▸ **Problem to work on**
Extract every line in the rows below that contains the word "light".

▸ **Provided records**
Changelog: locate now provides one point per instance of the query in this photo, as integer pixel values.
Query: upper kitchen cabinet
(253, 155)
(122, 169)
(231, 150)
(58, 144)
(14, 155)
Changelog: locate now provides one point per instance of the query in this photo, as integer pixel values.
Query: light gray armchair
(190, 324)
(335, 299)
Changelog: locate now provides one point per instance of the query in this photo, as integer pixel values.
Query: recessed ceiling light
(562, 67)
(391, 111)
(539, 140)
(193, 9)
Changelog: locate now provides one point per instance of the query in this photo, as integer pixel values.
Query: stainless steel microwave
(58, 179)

...

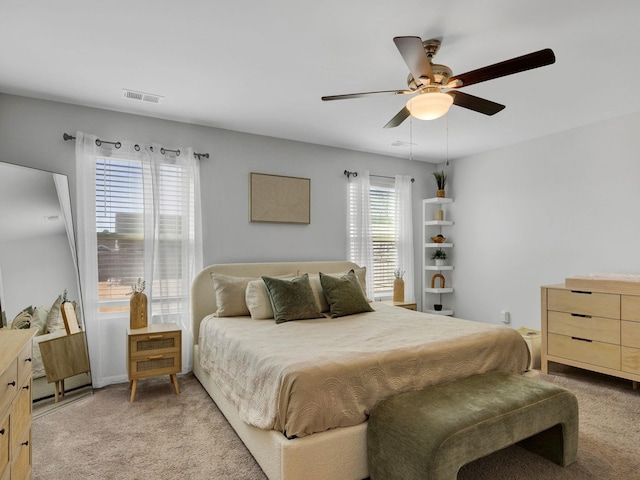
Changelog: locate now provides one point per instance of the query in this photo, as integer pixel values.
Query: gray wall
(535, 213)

▸ **Result for this exercise**
Query: light gray armchair
Query: recessed ceiling light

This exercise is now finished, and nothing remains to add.